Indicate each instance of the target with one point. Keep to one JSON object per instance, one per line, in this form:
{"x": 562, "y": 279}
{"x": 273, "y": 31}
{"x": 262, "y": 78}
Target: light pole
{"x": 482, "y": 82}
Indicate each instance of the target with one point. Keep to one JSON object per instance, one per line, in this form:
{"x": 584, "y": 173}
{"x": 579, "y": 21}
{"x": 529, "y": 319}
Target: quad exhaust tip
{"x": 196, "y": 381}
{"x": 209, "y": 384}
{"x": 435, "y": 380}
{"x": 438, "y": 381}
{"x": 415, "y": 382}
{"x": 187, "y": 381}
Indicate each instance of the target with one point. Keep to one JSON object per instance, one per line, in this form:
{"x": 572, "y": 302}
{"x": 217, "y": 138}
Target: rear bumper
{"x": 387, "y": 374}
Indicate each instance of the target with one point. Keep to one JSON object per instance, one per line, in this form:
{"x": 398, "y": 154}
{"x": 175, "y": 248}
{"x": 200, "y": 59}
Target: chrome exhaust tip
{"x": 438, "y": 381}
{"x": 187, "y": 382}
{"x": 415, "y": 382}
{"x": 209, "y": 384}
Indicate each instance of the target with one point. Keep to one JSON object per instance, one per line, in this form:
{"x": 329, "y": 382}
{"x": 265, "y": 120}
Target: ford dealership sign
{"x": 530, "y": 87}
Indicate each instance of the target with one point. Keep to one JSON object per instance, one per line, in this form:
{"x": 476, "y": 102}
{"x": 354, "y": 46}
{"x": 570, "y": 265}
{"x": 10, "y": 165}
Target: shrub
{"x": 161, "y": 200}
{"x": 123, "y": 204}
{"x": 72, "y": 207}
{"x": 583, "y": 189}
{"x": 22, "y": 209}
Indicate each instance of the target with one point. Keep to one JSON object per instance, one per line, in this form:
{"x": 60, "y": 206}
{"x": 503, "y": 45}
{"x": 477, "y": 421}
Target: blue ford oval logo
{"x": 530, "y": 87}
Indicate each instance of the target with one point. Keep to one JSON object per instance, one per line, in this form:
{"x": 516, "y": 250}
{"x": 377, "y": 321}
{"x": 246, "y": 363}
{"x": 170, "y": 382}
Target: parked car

• _Prompt_
Please pull out every line above that contains the string "ford", matching case exactly, and copy each one in full.

• _Exercise answer_
Target: ford dealership sign
Target: blue ford oval logo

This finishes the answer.